Work to complete. Show every line of the data below that contains the word "body", copying each line in full.

Task data.

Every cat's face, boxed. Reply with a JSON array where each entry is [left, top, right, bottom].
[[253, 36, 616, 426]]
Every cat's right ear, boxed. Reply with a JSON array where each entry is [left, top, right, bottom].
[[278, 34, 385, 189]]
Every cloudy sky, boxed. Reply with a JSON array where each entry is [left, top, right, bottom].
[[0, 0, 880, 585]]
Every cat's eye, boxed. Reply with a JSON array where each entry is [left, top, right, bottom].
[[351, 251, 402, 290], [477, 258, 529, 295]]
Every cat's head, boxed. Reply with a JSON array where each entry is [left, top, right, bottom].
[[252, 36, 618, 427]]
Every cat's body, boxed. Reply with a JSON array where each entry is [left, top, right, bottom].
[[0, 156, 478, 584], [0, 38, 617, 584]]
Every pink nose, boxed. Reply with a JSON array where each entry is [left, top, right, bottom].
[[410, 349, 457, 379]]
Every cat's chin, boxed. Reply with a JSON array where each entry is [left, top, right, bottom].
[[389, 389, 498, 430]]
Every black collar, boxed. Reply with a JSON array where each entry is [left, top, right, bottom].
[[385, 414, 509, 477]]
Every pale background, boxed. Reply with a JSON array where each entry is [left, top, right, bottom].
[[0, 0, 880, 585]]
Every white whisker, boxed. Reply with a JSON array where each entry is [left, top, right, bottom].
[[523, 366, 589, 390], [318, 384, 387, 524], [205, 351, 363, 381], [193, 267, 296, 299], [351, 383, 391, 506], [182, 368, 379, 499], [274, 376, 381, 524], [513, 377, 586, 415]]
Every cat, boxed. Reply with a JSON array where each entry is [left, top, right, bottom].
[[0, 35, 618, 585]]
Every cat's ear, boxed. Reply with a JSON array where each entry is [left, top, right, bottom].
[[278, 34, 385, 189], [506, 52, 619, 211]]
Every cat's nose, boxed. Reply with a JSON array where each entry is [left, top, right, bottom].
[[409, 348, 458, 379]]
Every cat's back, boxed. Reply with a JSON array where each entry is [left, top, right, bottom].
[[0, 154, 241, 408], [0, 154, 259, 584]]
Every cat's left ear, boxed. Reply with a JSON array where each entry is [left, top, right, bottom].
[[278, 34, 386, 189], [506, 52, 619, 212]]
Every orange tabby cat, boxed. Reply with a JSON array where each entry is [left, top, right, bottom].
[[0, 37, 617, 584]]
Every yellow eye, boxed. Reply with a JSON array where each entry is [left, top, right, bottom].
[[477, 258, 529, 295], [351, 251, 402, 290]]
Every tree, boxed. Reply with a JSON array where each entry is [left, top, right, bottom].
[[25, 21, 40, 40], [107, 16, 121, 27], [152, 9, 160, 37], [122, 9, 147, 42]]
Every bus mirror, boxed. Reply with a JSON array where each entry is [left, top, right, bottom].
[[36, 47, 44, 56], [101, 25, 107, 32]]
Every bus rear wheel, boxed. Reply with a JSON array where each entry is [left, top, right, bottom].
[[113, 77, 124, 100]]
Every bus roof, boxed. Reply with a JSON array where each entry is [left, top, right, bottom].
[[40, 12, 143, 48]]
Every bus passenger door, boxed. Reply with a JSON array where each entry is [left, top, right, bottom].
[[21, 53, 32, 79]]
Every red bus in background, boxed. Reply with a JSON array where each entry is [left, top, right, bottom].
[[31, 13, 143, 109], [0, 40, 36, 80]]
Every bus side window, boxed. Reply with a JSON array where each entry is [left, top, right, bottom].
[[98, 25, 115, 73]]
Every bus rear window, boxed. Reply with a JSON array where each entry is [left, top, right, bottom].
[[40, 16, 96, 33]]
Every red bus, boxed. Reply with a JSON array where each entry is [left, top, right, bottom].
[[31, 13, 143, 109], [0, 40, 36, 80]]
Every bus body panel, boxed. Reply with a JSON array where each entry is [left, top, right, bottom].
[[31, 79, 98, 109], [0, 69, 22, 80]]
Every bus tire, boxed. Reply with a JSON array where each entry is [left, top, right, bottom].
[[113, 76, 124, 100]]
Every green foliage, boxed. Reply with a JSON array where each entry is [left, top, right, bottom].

The response.
Every cat's body, boxed. Reply with a JSON array where each entry is [left, top, right, bottom].
Every bus body panel, boxed. Reply with a JSON array where each entry is [left, top, right, bottom].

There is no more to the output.